Wybrany fragment.
W październiku tego roku Kasia Kowalska świętowała 25-lecie swojej pracy na estradzie. Choć utalentowana wokalistka ma na swoim koncie już spory dorobek artystyczny, nadal nie ma zamiaru schodzić ze sceny. Niestety, nagłe pogorszenie stanu zdrowia spowodowało, że Kasia Kowalska musiała odwołać nadchodzące koncerty. Gwiazda trafiła do szpitala, o czym poinformowała swoich fanów za pośrednictwem mediów społecznościowych.
Kasia Kowalska opublikowała na Instagramie zdjęcie ze szpitalnego łóżka, informując fanów, że "powoli dochodzi do siebie".
"Imieniny w szpitalu pod dobrą opieką" - mogliśmy przeczytać.
Dodała również, że ze względu na stan zdrowia odwołuje koncerty zaplanowane na najbliższy tydzień. Post jednak szybko zniknął z profilu wokalistki. Portal Plejada postanowił więc w tej sprawie skontaktować się z menedżerem gwiazdy, Maciejem Durczakiem. Jak się okazało, przyczyną hospitalizacji Kasi Kowalskiej było zapalenie krtani, które przełożyło się następnie na osłabienie organizmu.
"Zaczęło się od zapalenia krtani w zeszłym tygodniu. Już wtedy musieliśmy przełożyć kilka wydarzeń i koncertów. Kasia była na antybiotyku, a w sobotę wieczorem trafiła do szpitala z dość poważnym osłabieniem" - mówił Durczak w rozmowie z Plejadą.
Życzymy szybkiego powrotu do zdrowia!

Polecenie 1. Wyjaśnij na podstawie tekstu o Kasi Kowalskiej, dlaczego wokalistka trafiła do szpitala.
Polecenie 2. Wymień wszystko, co według tekstu o Kasi Kowalskiej zawierał jej post na Instagramie.
Polecenie 3. Zacytuj z tekstu o Kasi Kowalskiej fragment między słowami „Dodała również, że” a „rozmowie z Plejadą.”, łącznie z nimi.

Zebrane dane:
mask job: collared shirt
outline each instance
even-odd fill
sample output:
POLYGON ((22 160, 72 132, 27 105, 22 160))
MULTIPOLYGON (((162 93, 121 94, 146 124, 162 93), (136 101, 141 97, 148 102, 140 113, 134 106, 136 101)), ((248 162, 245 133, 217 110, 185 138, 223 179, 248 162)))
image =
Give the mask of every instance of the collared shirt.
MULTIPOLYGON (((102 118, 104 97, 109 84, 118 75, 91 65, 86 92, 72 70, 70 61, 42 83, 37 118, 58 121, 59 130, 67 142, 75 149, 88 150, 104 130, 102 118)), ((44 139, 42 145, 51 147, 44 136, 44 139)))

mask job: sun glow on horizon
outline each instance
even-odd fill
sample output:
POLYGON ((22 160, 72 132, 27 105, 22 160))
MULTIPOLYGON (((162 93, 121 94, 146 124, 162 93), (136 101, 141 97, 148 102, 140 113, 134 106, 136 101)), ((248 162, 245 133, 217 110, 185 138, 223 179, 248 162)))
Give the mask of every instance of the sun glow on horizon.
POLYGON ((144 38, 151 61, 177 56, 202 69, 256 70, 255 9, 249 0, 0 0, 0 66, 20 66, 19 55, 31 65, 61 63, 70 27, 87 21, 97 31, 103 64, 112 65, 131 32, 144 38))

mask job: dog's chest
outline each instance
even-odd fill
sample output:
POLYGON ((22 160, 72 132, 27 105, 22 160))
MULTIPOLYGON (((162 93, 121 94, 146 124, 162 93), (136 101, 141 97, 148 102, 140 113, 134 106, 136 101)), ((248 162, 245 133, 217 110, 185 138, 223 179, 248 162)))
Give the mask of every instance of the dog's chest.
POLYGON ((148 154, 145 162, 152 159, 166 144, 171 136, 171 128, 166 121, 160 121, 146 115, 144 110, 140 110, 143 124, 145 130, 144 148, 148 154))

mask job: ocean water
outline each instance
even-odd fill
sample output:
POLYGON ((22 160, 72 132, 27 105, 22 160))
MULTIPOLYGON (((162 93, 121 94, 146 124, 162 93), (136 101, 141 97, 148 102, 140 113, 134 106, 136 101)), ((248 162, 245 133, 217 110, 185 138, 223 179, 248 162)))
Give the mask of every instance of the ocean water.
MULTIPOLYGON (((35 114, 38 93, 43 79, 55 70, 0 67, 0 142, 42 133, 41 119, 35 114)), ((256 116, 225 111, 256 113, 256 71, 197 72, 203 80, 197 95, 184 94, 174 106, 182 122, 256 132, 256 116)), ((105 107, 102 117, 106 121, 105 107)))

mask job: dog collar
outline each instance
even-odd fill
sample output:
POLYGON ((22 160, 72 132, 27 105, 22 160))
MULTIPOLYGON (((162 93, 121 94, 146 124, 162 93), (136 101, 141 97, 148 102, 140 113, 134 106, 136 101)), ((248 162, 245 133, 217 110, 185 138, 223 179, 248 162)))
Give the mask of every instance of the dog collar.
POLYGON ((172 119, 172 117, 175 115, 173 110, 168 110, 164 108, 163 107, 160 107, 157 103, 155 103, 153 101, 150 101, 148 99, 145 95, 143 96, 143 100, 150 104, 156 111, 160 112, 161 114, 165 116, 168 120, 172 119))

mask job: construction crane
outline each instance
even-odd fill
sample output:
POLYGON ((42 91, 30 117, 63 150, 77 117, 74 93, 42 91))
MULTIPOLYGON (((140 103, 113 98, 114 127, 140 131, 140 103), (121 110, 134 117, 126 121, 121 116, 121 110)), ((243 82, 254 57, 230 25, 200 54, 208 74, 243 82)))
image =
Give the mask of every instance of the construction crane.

--

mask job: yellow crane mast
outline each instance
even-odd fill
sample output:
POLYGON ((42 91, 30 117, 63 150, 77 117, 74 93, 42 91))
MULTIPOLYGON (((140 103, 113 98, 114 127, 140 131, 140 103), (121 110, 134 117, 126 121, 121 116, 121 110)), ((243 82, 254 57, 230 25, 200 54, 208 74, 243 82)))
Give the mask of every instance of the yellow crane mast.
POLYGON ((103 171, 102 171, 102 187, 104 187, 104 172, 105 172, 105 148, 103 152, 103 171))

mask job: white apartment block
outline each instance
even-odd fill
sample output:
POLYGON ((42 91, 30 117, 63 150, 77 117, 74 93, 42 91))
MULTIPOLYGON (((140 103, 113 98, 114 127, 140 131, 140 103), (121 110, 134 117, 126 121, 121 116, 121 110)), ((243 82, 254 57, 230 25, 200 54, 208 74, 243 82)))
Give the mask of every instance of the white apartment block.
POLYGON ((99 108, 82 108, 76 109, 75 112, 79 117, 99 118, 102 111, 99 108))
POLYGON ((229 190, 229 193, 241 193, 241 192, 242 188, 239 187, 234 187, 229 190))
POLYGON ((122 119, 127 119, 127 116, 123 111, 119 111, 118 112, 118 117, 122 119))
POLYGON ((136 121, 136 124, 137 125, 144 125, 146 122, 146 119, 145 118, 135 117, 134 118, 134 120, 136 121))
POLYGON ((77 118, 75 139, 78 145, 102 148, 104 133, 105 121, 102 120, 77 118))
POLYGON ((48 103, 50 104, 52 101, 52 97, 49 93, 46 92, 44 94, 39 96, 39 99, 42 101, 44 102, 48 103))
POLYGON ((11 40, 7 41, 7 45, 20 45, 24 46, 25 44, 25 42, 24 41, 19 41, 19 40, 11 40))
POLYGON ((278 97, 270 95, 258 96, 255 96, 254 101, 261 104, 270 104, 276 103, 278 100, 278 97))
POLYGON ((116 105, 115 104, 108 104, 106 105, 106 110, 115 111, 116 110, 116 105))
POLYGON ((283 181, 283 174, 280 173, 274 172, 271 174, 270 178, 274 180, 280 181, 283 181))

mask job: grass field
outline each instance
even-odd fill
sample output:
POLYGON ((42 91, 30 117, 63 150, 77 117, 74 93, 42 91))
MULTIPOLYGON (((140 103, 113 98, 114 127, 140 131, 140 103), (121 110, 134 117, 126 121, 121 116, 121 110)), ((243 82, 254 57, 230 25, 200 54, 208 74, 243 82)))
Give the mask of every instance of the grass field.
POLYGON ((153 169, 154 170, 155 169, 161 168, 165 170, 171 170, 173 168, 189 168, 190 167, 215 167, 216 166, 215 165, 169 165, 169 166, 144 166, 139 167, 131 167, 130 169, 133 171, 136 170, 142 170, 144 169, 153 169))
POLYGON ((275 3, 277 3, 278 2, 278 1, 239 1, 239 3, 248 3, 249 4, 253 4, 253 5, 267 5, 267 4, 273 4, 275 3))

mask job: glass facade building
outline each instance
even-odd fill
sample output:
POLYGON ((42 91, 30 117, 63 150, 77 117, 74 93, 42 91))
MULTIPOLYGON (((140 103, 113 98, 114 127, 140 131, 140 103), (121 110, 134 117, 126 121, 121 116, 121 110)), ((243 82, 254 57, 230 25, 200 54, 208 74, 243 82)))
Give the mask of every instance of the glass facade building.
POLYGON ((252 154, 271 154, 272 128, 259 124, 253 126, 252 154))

--

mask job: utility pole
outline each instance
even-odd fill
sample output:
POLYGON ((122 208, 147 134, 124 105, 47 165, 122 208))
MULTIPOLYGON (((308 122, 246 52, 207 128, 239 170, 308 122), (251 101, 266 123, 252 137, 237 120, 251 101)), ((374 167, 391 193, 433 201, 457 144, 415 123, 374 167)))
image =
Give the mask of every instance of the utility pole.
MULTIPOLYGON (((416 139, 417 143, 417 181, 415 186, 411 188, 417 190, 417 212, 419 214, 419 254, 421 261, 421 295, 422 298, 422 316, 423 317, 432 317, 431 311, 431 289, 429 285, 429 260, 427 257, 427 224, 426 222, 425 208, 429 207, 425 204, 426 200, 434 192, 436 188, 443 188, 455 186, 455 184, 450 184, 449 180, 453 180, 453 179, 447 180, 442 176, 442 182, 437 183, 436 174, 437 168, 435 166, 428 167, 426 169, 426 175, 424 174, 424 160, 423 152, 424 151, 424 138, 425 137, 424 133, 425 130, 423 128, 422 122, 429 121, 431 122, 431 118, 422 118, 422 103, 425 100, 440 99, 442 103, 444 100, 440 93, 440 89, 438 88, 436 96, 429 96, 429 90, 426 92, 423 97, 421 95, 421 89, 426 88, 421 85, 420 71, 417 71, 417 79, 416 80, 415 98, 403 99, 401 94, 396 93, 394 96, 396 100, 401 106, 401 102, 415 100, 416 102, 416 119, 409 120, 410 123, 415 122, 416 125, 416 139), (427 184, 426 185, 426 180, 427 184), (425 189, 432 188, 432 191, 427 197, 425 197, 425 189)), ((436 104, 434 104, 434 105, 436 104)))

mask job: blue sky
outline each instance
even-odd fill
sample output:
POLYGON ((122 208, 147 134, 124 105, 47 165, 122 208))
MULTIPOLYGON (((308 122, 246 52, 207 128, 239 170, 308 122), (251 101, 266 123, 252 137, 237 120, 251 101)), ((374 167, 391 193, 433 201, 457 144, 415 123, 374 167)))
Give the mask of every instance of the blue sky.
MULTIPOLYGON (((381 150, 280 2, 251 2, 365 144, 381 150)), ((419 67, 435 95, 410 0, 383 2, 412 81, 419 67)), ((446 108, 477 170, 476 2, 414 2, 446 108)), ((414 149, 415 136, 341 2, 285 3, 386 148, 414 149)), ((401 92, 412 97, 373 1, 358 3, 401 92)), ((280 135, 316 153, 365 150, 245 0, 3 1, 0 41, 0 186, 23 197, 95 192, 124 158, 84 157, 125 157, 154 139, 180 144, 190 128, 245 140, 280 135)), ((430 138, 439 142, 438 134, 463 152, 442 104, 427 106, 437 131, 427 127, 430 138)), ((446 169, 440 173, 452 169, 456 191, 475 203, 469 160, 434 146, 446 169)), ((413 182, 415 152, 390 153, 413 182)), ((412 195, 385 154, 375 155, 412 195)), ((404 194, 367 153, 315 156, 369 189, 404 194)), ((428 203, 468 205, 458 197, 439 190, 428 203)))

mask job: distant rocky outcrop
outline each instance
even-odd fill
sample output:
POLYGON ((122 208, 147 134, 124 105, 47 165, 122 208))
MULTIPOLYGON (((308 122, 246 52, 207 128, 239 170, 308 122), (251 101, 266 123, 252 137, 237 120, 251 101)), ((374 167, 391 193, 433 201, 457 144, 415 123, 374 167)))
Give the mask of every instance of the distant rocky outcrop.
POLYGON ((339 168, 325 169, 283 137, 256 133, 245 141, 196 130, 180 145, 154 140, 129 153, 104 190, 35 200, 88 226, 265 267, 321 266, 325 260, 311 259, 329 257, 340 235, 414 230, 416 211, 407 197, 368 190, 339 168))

Wynik ćwiczenia 1. Przyczyną hospitalizacji było zapalenie krtani, które następnie przełożyło się na osłabienie organizmu. Według menedżera wokalistka brała antybiotyk, a w sobotę wieczorem trafiła do szpitala z dość poważnym osłabieniem.

Wynik ćwiczenia 2.
- zdjęcie ze szpitalnego łóżka
- informacja, że „powoli dochodzi do siebie”
- słowa „Imieniny w szpitalu pod dobrą opieką”
- informacja o odwołaniu koncertów zaplanowanych na najbliższy tydzień ze względu na stan zdrowia

Wynik ćwiczenia 3.
Dodała również, że ze względu na stan zdrowia odwołuje koncerty zaplanowane na najbliższy tydzień. Post jednak szybko zniknął z profilu wokalistki. Portal Plejada postanowił więc w tej sprawie skontaktować się z menedżerem gwiazdy, Maciejem Durczakiem. Jak się okazało, przyczyną hospitalizacji Kasi Kowalskiej było zapalenie krtani, które przełożyło się następnie na osłabienie organizmu.
"Zaczęło się od zapalenia krtani w zeszłym tygodniu. Już wtedy musieliśmy przełożyć kilka wydarzeń i koncertów. Kasia była na antybiotyku, a w sobotę wieczorem trafiła do szpitala z dość poważnym osłabieniem" - mówił Durczak w rozmowie z Plejadą.